--- PASSAGE SHOWN Enclosed Below ---

The issue in Loughlin v. Ling concerned an interference:

On May 13, 2004, Loughlin filed Application No. 10/845,624 (the “’624 application”). The ’624 application was published on November 18, 2004, as Publication No. 2004/0226324. On October 14, 2008, the ’624 application issued as the ’426 patent.

On February 5, 2007, Ling filed the ’404 application, which was granted priority benefit under § 120 from Application No. 10/759,413 (the “’413 application”), filed January 16, 2004. On February 21, 2007, Ling, seeking to provoke an interference, copied claims from Loughlin’s pending ’624 application.


Loughlin wasn't happy about the late filing of the '404 by Ling, but Ling prevailed:

We now turn to the merits of Loughlin’s appeal. We agree with Ling that the Board correctly interpreted § 135(b)(2) in view of the plain language of that statute and the benefit provision of § 120. The first sentence of § 120 permits an application to claim the benefit of an earlier filing date, such that the application is treated as having been effectively filed on the earlier date. The statute provides in relevant part:

An application for patent for an invention dis- closed in the manner provided by section 112(a) . . . in an application previously filed in the United States . . . shall have the same effect, as to such invention, as though filed on the date of the prior application . . . .

35 U.S.C. § 120 (emphases added). Provided the criteria in § 120 are met, applications “shall,” without exception, receive the benefit of the earlier filing date. The statute does not limit its effect to only certain provisions under the patent laws. As our predecessor court explained, “[n]othing in § 120 limits its application to any specific grounds for rejection . . . .” In re Hogan, 559 F.2d 595, 604 (CCPA 1977).

--- End of Enclosed PASSAGE SHOWN ---
--- EXTRACTED RECORDS Enclosed Below ---

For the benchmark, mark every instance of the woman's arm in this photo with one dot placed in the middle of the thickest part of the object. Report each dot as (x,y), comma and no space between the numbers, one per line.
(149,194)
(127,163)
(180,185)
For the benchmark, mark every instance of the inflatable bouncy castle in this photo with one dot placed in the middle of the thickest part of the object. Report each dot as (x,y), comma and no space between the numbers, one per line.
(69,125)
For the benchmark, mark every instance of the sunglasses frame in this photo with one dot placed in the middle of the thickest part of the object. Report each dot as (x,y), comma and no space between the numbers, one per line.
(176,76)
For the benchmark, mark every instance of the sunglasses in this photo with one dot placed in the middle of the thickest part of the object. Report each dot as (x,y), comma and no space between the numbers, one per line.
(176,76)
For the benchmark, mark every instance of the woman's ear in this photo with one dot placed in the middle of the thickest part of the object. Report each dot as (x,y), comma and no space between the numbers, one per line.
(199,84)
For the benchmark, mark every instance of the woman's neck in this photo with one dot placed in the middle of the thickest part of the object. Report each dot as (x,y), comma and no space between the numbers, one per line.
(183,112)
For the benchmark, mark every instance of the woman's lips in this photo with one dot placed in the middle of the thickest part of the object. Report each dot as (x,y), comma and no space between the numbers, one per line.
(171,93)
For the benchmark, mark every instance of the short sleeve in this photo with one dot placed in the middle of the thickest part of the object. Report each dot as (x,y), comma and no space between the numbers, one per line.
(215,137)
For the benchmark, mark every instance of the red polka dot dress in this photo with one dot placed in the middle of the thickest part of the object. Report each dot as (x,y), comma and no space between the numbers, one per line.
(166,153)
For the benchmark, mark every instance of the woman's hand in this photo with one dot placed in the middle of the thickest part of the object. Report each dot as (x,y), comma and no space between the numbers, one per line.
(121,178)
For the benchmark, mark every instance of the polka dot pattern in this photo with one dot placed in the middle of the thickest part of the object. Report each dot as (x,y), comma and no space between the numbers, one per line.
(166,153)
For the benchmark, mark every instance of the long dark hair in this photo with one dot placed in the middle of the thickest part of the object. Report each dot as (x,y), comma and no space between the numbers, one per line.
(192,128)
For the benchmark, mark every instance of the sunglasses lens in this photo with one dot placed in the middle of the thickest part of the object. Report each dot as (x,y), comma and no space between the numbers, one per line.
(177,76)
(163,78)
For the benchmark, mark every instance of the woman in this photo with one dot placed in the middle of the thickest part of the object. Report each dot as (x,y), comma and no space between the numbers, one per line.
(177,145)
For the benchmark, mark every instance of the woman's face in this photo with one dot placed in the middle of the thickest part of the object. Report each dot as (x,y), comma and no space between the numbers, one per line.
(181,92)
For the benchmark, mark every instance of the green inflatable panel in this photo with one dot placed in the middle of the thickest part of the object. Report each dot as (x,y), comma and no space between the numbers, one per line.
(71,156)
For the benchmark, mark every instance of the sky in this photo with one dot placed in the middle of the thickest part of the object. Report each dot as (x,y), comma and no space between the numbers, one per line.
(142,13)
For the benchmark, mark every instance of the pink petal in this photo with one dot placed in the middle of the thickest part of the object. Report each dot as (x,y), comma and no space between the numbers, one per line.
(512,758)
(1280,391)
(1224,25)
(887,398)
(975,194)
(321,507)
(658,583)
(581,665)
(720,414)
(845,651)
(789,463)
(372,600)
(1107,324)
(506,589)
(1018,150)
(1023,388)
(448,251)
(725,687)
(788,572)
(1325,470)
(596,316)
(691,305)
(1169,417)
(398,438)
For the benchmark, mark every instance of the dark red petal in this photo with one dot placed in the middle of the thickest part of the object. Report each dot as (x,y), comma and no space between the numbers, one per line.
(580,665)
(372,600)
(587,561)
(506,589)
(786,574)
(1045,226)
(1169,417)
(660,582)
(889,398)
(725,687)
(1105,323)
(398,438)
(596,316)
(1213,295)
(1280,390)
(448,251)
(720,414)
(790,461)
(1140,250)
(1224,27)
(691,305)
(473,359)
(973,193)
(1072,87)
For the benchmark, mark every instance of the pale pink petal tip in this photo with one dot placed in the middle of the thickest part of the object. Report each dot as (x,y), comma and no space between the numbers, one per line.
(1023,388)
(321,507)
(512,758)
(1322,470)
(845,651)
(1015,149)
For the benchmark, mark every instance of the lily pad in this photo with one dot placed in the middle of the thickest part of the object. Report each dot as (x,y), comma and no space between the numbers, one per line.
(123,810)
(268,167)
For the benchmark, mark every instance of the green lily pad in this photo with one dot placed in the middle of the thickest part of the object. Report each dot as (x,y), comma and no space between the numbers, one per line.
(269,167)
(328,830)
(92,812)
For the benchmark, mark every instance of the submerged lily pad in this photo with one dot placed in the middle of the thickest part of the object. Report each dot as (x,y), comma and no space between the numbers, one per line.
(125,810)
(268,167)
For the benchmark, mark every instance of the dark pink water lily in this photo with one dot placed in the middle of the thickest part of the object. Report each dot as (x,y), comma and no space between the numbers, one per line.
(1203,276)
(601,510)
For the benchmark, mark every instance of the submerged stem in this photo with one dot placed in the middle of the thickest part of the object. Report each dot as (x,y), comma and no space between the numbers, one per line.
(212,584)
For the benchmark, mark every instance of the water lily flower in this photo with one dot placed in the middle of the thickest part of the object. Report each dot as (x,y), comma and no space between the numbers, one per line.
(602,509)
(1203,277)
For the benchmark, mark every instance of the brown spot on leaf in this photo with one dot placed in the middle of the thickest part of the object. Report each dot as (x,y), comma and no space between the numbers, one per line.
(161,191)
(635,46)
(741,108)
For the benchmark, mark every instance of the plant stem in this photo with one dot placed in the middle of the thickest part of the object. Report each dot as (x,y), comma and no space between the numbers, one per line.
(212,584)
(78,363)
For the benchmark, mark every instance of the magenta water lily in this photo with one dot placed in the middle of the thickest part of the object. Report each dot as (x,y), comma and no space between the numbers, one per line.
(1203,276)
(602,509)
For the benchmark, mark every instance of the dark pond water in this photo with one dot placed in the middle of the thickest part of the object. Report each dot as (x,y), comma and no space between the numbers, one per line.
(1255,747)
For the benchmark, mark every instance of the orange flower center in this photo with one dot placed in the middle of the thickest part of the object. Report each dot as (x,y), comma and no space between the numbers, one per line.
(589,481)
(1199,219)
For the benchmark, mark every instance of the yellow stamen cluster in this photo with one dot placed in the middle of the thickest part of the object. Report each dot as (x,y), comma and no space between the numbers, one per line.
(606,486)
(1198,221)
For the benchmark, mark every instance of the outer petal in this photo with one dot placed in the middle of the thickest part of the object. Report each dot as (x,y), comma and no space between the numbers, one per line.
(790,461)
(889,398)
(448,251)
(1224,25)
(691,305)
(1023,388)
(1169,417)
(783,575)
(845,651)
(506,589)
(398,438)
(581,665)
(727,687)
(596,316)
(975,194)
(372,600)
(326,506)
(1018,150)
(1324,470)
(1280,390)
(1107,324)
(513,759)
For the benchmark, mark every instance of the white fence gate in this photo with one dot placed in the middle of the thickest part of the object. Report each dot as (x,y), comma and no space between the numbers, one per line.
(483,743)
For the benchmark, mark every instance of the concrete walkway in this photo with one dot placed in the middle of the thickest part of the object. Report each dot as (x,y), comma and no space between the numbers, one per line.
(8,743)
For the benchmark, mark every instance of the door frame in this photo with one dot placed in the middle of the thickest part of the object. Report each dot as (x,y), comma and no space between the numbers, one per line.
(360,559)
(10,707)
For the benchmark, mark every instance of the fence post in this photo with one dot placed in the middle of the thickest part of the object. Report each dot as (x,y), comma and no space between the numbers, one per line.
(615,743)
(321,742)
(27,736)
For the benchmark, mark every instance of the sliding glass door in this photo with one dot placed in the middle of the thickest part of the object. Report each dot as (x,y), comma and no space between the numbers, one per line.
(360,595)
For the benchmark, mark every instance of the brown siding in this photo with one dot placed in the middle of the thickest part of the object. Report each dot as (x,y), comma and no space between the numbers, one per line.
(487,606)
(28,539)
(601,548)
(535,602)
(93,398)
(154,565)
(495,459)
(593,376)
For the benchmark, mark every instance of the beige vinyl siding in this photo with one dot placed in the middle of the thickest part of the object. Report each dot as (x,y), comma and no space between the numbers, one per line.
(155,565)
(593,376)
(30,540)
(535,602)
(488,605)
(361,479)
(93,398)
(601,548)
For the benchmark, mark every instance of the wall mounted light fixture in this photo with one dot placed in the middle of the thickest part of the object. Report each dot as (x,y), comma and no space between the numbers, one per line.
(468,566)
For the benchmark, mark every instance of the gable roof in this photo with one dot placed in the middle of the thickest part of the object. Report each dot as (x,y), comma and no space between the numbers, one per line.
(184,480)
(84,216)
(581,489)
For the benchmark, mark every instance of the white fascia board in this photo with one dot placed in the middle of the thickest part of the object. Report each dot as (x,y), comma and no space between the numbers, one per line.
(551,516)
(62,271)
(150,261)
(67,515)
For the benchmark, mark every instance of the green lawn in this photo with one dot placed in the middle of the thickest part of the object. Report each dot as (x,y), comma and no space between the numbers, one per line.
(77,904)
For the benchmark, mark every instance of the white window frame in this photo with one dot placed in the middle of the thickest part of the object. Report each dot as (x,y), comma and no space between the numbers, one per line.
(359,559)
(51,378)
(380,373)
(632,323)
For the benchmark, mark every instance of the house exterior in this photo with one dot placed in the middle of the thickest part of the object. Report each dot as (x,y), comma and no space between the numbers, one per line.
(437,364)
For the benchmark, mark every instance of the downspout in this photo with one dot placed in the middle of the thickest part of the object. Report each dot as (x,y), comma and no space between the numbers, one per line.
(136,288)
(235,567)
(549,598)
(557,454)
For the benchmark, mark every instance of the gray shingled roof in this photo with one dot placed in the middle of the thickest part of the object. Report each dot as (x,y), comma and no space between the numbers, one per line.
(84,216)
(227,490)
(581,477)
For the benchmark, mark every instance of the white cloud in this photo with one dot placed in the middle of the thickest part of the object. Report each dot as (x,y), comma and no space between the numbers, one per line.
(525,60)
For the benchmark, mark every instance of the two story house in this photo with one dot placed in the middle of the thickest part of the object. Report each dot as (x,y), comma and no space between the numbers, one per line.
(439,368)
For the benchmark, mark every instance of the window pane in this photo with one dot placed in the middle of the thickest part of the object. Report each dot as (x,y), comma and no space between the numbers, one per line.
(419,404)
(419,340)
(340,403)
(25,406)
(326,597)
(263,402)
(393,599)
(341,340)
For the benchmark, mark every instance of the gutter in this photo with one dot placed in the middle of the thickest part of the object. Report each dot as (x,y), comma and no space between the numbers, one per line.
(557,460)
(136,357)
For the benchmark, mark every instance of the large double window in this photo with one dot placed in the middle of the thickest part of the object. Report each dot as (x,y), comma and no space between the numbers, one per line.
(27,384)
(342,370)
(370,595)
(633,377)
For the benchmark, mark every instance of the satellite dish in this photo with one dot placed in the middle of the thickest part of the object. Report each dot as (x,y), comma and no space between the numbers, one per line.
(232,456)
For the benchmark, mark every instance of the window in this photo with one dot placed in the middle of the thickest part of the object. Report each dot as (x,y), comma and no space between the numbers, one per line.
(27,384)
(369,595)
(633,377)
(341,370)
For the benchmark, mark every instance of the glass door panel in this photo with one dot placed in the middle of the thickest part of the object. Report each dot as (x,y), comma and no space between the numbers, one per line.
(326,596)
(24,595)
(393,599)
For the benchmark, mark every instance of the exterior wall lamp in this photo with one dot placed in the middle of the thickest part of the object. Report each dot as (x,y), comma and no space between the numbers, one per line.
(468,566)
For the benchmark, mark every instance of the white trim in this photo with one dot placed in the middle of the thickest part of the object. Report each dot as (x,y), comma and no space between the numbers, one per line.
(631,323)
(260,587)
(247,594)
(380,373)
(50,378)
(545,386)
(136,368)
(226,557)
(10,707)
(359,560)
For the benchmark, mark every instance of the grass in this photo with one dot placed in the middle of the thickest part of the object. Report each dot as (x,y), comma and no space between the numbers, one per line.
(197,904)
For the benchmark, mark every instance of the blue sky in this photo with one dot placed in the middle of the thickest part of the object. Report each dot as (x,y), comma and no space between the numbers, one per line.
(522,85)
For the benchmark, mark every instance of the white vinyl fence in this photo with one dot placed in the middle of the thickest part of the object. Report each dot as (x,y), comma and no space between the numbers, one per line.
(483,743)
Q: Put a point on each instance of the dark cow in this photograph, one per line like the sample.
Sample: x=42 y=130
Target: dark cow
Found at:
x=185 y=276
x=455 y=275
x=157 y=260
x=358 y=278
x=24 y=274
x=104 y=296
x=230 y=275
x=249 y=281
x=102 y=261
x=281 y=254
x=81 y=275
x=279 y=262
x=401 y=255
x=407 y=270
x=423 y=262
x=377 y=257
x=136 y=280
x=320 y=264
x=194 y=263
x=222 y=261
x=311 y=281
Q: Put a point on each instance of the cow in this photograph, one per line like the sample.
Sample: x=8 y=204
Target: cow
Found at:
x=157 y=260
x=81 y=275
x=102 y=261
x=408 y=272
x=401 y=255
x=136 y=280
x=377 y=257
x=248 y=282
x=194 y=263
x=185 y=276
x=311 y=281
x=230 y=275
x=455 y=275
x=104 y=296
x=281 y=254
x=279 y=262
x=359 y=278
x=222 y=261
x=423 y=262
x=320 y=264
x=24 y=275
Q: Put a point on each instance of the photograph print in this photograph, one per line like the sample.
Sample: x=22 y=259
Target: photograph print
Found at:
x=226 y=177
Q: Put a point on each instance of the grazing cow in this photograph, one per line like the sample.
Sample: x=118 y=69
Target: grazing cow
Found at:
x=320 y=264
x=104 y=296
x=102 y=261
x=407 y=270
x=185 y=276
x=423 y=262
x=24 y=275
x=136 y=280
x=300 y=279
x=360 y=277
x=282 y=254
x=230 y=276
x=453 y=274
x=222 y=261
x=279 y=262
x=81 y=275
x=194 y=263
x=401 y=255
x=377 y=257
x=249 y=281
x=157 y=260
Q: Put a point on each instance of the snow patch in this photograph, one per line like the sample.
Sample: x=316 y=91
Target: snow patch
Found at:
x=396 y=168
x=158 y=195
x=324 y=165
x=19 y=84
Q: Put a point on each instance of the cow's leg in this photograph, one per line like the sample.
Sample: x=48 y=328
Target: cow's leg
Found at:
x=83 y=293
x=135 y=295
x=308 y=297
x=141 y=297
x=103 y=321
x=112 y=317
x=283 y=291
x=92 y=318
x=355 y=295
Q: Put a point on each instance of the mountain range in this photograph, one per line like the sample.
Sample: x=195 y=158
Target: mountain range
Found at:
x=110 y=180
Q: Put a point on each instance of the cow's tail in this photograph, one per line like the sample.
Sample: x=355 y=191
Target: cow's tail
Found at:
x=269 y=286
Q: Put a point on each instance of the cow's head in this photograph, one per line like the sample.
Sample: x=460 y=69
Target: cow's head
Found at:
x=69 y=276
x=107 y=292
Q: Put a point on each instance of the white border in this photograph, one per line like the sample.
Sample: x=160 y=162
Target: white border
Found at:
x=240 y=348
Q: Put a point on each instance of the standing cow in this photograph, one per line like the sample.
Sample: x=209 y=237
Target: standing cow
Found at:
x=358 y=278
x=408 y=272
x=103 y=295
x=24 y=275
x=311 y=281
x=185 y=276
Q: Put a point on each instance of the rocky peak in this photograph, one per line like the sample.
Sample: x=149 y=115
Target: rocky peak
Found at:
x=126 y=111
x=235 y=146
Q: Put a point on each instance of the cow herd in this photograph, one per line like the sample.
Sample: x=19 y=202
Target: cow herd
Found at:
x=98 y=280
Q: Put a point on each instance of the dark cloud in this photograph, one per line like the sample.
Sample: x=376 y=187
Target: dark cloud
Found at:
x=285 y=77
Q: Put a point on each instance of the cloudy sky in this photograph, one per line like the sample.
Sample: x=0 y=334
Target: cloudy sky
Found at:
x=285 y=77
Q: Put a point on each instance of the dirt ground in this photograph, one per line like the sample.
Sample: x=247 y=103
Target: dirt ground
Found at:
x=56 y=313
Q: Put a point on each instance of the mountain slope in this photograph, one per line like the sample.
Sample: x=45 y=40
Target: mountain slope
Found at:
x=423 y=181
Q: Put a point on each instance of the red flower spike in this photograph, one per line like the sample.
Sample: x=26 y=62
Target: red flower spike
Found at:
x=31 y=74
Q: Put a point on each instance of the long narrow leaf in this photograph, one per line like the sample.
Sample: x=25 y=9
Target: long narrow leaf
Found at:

--- End of Enclosed EXTRACTED RECORDS ---

EXERCISES TO COMPLETE =
1. According to the Loughlin v. Ling excerpt, on what date did Loughlin file Application No. 10/845,624?
2. Print the part of the Loughlin v. Ling excerpt from "On February 5, 2007, Ling" to "pending ’624 application.", with its wording unchanged.
The data has no connection to the Loughlin v. Ling excerpt.

SOLUTIONS BELOW =
1. May 13, 2004.

2.
On February 5, 2007, Ling filed the ’404 application, which was granted priority benefit under § 120 from Application No. 10/759,413 (the “’413 application”), filed January 16, 2004. On February 21, 2007, Ling, seeking to provoke an interference, copied claims from Loughlin’s pending ’624 application.